'''

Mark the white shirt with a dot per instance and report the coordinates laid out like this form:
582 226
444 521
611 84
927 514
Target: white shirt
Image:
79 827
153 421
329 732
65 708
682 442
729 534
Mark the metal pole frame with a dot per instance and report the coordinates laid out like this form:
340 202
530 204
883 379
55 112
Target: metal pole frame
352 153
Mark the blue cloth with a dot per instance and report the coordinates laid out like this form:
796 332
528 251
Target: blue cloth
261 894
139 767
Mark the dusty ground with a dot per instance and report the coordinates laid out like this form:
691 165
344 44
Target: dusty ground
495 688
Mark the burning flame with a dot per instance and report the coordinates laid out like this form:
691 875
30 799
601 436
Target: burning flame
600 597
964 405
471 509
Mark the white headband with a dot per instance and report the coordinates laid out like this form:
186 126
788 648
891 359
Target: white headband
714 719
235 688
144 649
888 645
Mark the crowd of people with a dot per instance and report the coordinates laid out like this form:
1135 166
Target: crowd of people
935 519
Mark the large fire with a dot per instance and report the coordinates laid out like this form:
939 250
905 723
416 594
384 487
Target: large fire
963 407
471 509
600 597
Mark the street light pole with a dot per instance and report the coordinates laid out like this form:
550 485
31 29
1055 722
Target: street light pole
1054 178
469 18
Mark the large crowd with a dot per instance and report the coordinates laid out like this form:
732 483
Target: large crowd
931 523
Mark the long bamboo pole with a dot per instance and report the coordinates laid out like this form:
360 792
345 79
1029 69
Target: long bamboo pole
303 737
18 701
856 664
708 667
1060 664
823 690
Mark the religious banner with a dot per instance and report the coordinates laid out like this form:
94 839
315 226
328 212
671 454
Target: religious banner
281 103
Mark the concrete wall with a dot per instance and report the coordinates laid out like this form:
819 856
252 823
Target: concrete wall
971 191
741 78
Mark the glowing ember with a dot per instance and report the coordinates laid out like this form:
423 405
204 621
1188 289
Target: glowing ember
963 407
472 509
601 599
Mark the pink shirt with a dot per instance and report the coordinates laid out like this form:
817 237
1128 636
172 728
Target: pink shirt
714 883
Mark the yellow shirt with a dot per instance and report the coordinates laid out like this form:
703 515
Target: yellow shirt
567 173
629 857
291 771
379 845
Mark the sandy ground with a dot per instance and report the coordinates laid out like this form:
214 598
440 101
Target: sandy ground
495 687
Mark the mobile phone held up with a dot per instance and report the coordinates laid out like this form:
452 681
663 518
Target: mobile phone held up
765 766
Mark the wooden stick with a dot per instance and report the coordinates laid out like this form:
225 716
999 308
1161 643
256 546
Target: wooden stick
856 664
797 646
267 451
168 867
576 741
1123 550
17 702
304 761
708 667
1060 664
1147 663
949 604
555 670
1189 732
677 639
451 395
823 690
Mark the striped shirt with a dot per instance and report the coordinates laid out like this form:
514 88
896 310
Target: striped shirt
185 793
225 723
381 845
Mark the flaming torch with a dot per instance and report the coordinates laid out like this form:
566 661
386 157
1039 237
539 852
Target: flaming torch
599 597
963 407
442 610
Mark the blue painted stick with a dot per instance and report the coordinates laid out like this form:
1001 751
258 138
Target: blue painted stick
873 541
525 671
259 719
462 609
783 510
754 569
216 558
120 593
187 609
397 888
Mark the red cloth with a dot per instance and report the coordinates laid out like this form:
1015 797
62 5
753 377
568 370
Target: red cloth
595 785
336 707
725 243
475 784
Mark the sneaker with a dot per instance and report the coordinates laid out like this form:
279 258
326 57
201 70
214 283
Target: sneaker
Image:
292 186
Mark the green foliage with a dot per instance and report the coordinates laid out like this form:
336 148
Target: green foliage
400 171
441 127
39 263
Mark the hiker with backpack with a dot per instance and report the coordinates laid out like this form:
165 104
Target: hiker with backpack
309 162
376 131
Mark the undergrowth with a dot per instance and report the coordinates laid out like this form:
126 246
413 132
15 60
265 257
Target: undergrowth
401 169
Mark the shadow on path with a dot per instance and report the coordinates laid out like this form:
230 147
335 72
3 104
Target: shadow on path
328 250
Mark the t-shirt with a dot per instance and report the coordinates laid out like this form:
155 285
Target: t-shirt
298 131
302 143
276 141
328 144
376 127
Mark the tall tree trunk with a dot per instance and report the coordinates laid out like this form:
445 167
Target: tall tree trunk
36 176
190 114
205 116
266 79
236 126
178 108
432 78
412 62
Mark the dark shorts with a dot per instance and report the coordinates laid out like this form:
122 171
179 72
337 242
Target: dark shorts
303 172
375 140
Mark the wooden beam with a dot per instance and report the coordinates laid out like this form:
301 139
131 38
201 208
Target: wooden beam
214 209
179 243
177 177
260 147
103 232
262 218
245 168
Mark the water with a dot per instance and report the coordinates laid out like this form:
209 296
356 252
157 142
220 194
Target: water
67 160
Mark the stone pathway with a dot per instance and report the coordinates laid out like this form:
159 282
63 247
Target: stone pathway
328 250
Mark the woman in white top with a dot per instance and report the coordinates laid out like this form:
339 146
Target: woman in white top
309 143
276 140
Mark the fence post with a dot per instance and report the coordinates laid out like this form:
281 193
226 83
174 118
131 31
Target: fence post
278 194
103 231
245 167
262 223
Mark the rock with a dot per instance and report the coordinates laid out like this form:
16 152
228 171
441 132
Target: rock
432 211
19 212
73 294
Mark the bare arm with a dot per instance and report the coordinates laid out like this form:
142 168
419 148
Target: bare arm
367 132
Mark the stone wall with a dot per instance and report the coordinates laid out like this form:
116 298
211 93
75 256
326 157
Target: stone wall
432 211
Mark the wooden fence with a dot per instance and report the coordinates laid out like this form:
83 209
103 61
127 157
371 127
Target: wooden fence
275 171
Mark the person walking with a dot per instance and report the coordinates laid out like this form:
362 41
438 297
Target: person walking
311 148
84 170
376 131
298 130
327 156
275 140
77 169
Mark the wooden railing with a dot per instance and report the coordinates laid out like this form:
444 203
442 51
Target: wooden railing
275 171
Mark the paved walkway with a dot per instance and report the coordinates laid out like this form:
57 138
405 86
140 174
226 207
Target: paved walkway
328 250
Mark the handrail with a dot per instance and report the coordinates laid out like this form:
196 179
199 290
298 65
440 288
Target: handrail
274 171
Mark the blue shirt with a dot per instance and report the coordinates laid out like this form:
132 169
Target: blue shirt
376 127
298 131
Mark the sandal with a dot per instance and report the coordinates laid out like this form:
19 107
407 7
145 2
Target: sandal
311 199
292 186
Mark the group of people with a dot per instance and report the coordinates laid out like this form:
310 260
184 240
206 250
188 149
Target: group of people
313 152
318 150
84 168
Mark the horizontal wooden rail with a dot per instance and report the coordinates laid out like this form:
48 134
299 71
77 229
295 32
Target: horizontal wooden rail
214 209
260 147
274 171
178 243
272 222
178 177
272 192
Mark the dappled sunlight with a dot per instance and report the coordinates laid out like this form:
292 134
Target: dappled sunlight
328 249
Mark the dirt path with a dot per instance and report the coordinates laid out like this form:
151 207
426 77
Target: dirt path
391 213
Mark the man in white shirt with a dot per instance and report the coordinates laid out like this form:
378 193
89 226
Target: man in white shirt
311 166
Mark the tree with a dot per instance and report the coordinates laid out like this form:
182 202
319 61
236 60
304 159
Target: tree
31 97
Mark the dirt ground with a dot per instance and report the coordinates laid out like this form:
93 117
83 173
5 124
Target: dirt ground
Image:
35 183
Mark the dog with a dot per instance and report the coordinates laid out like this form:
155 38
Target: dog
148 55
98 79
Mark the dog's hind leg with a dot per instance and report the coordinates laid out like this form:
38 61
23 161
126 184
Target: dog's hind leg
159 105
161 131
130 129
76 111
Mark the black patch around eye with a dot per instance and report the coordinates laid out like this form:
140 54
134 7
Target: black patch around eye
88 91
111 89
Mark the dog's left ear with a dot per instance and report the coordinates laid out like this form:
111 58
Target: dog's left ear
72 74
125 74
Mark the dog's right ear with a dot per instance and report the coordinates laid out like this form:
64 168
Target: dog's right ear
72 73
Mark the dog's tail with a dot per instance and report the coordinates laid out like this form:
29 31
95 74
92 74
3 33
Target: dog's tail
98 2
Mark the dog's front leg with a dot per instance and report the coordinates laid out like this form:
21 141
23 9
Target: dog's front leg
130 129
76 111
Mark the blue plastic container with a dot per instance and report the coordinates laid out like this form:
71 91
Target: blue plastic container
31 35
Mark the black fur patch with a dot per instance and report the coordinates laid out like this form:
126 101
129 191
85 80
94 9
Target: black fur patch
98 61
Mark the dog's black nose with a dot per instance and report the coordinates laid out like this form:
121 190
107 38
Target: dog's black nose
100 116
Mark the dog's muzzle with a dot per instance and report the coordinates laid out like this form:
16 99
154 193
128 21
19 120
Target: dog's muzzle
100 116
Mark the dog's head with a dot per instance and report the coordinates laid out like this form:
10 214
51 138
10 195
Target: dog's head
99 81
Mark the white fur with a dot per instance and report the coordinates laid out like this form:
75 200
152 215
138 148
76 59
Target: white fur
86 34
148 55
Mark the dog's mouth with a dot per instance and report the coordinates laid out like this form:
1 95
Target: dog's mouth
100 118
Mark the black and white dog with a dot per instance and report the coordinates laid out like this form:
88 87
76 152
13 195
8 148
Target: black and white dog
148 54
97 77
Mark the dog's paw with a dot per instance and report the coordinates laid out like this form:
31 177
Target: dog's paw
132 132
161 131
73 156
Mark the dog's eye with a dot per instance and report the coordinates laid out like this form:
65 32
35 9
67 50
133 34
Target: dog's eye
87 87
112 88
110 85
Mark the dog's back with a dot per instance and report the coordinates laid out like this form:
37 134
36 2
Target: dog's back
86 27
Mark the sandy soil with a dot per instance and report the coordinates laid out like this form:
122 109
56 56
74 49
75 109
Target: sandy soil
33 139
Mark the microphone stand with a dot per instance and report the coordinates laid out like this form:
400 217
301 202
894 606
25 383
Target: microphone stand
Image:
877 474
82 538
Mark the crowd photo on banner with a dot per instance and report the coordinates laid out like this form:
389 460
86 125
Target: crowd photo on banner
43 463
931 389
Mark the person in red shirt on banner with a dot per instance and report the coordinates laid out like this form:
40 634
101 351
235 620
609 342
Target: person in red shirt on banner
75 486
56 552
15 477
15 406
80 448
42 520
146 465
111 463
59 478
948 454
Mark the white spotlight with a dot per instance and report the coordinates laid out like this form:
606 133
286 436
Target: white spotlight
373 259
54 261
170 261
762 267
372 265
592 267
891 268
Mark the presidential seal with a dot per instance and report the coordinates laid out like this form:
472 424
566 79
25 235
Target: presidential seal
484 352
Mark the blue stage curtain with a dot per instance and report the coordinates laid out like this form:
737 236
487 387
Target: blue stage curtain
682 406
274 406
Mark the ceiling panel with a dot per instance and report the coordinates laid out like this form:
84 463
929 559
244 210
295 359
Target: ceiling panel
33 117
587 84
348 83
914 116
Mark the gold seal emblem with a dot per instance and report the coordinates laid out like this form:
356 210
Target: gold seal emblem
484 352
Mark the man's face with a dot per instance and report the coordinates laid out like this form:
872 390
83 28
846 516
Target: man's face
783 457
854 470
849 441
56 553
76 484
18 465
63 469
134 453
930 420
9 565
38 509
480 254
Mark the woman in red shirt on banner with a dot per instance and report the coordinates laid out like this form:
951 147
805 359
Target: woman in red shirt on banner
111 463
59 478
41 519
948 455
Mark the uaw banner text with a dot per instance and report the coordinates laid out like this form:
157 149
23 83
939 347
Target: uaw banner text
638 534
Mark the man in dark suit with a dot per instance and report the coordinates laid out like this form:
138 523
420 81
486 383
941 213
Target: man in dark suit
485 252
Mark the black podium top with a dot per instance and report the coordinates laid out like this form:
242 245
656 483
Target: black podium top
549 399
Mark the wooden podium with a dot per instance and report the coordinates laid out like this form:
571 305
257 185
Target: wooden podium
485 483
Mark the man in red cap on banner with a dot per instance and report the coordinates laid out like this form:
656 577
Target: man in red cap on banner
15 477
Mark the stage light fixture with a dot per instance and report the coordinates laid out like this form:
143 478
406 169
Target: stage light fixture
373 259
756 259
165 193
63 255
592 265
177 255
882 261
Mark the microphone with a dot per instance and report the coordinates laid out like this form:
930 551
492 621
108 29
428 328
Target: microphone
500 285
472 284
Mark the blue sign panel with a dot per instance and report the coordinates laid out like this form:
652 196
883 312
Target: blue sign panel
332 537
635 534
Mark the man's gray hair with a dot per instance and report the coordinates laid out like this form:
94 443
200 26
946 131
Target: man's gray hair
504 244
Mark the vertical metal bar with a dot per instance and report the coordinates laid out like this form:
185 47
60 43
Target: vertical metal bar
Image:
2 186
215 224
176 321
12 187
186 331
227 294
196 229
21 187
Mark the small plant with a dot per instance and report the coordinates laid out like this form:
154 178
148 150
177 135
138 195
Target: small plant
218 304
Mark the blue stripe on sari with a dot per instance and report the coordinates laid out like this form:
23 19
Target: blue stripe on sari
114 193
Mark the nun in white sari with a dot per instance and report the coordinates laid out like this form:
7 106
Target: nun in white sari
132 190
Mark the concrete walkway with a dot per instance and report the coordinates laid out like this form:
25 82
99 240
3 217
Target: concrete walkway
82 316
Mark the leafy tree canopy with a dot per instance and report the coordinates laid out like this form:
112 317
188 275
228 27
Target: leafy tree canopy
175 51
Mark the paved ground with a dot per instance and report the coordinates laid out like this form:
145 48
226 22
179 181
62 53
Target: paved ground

'''

** EXERCISE **
Scan the material above for lines holding the string "sneaker" and copy those lines.

** EXERCISE ANSWER **
Mark the sneaker with a dot per instance and report the coordinates laid out like this form:
Target: sneaker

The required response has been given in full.